▶ Given request
Answer these questions from the passage on the World Bank's growth outlook:
1. By how many percentage points did the World Bank cut its 2025 forecast for the United States, and to what figure?
2. Which two things does Thailand rely heavily on?
3. Which Thai institution also lowered its growth projections earlier this year?

The World Bank attributed the slowdown to ongoing geopolitical tensions, protectionist trade policies, and economic disruptions caused by natural disasters such as recent earthquakes.
These headwinds are placing significant pressure on emerging markets and developing economies (EMDEs), including Thailand, which relies heavily on exports and tourism.
The Bank also revised down its 2025 growth projections for other major economies:
- United States: forecast cut by 0.9 percentage points to 1.4%
- Eurozone: trimmed by 0.3 percentage points to 0.7%
Trade frictions, particularly those stemming from recent tariff hikes by the U.S. President Donald Trump, have fueled global economic uncertainty.
Negotiations are currently underway between the U.S. and key trading partners, including China and the European Union, in an effort to avoid a broader trade conflict ahead of the expiration of several key truce agreements next month.
According to the report, if current tariff levels are halved through successful trade negotiations by the end of May 2025, global growth could rebound modestly by approximately 0.2% during 2025–2026.
Thailand has already been facing downward pressure on exports, prompting domestic institutions like the National Economic and Social Development Council (NESDC) to also lower their growth projections earlier this year.
With global instability threatening to erode growth prospects further, economists warn that Thailand’s recovery may hinge on the resolution of international trade disputes and effective domestic policy responses to buffer the economy from external shocks.

▶ Data records
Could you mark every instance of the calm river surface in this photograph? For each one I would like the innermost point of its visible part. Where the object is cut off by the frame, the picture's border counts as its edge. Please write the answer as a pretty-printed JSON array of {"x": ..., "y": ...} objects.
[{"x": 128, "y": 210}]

---

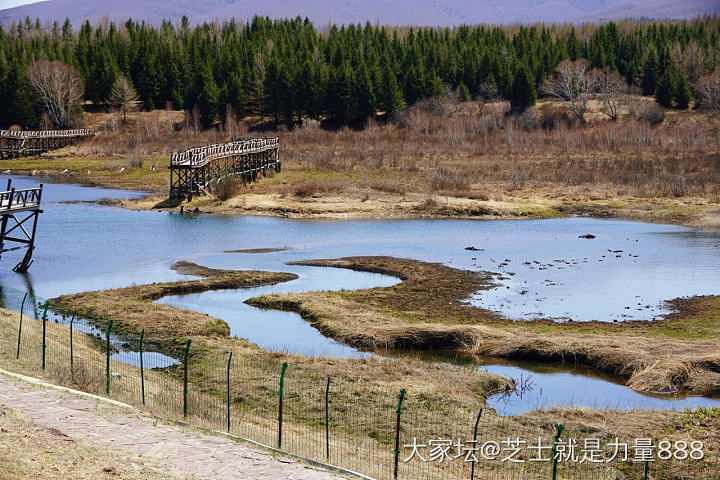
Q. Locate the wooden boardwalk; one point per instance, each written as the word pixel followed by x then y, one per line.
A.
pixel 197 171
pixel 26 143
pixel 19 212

▶ Result
1. It cut the forecast by 0.9 percentage points, to 1.4%.
2. Thailand relies heavily on exports and tourism.
3. The National Economic and Social Development Council (NESDC) lowered its growth projections.